● **What you have to do**: Repeat each entry exactly and drop the pictures.

Dataset excerpts on object pointing
□ □ □

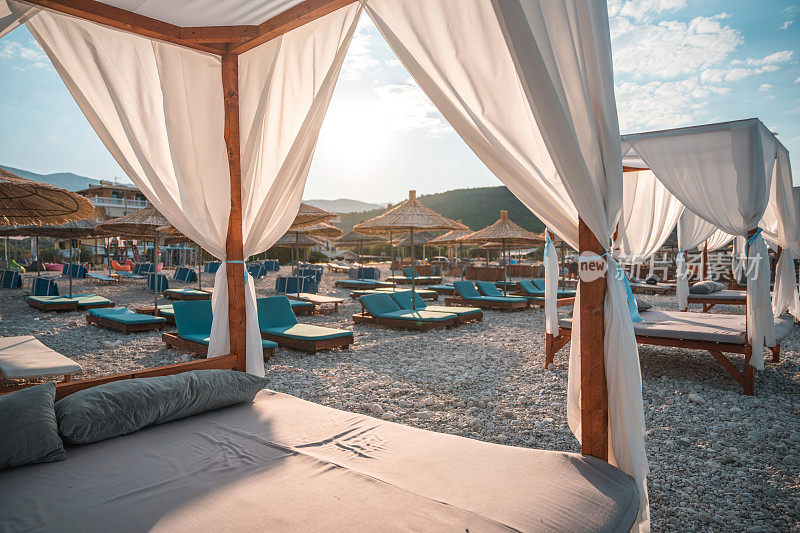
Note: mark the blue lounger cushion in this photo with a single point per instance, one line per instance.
(493, 294)
(403, 299)
(124, 315)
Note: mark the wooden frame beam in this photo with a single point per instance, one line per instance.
(234, 244)
(594, 388)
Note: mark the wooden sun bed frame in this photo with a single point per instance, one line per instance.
(365, 318)
(173, 341)
(121, 327)
(319, 302)
(183, 296)
(310, 346)
(486, 304)
(746, 378)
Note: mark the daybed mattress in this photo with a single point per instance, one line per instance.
(726, 294)
(696, 326)
(284, 464)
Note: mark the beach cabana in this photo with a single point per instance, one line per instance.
(213, 111)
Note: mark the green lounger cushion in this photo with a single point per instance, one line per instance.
(378, 304)
(275, 312)
(123, 315)
(307, 332)
(466, 289)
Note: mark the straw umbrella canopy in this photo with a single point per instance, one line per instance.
(505, 233)
(358, 240)
(308, 215)
(409, 216)
(451, 238)
(24, 201)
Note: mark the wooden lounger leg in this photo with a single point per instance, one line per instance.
(776, 353)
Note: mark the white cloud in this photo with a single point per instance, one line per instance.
(670, 48)
(26, 57)
(403, 106)
(359, 58)
(643, 9)
(660, 104)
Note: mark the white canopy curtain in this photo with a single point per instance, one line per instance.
(779, 225)
(711, 169)
(158, 108)
(528, 86)
(649, 214)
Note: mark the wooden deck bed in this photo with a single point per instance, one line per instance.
(172, 340)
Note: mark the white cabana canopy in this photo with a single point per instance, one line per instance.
(708, 169)
(213, 108)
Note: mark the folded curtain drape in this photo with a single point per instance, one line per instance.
(722, 174)
(649, 214)
(528, 86)
(158, 108)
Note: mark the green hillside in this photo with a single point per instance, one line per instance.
(477, 208)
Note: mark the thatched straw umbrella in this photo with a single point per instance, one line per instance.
(451, 238)
(409, 216)
(24, 201)
(505, 233)
(142, 224)
(308, 215)
(358, 240)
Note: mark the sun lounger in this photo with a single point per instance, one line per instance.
(464, 314)
(193, 319)
(319, 303)
(533, 290)
(468, 295)
(102, 277)
(124, 320)
(280, 463)
(382, 310)
(362, 284)
(716, 333)
(25, 357)
(723, 297)
(10, 279)
(165, 310)
(446, 289)
(278, 323)
(425, 294)
(187, 294)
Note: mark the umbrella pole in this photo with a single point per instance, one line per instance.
(70, 268)
(413, 274)
(505, 270)
(155, 275)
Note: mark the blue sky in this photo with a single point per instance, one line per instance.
(676, 63)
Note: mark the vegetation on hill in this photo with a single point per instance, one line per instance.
(477, 208)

□ □ □

● **Answer to the task**:
Note: mark the blue lounger cushion in this photo with a single point per instance, one line per instance.
(493, 294)
(403, 299)
(124, 315)
Note: mark the wooden frame beam in this photo with a single point per instance, one line per instance.
(234, 244)
(594, 388)
Note: mark the wooden sun bed frame in this photo with a single point per instance, one line per instance.
(365, 318)
(173, 341)
(121, 327)
(319, 302)
(183, 296)
(310, 346)
(486, 304)
(746, 378)
Note: mark the daybed mattress in this photo with a single point per instance, one line per instance.
(726, 294)
(696, 326)
(284, 464)
Note: mark the beach cabana in this photo with a single point per instance, one line per instance.
(213, 111)
Note: mark the green lounger cushion in this photo with a single point per instance, one line per instance.
(378, 304)
(275, 312)
(123, 315)
(307, 332)
(466, 289)
Note: mark the straw umbrella canopy in this photo with a single point per instance, one line per instance.
(505, 233)
(358, 240)
(308, 215)
(409, 216)
(451, 238)
(24, 201)
Note: mark the wooden lounger leg in this photo with a single point per instance, one line per instance.
(776, 353)
Note: mark the white cloud in this photo with a single point per instance, one line per instance.
(670, 48)
(26, 57)
(403, 106)
(359, 58)
(643, 9)
(660, 104)
Note: mark the white canopy curtain in this photo with a single point per instance, one line per instance.
(779, 225)
(711, 169)
(158, 108)
(528, 86)
(649, 214)
Note: mark the wooden deck bed in this photo with a single point per instance, one line per instance.
(172, 340)
Note: mark the white cabana canopy in this photo with a single point per instance, one line per instance.
(708, 169)
(213, 108)
Note: mark the folded curtain drape in this photo with a single point per instance, one line per instance.
(722, 174)
(649, 214)
(528, 86)
(158, 108)
Note: mark the green hillside in this photo with a single point per instance, one line per instance.
(477, 208)
Note: mark the thatched straw umbrella in this photo with a single point per instance, one line per instance.
(451, 238)
(409, 216)
(24, 201)
(505, 233)
(142, 224)
(308, 215)
(358, 240)
Note: mark the sun lounger in this photo with a single point per instance, one line per instance.
(464, 314)
(193, 319)
(319, 303)
(533, 290)
(468, 295)
(102, 277)
(124, 320)
(280, 463)
(382, 310)
(362, 284)
(716, 333)
(25, 357)
(723, 297)
(10, 279)
(165, 310)
(446, 289)
(278, 323)
(425, 294)
(187, 294)
Note: mark the umbrella pole in this photo with a single point per instance, one line per instance.
(70, 268)
(413, 274)
(505, 270)
(155, 275)
Note: mark the blue sky in this photo with a single point per instance, one line per instance.
(676, 63)
Note: mark the vegetation on hill in this photo with a single point per instance, one line per instance.
(477, 208)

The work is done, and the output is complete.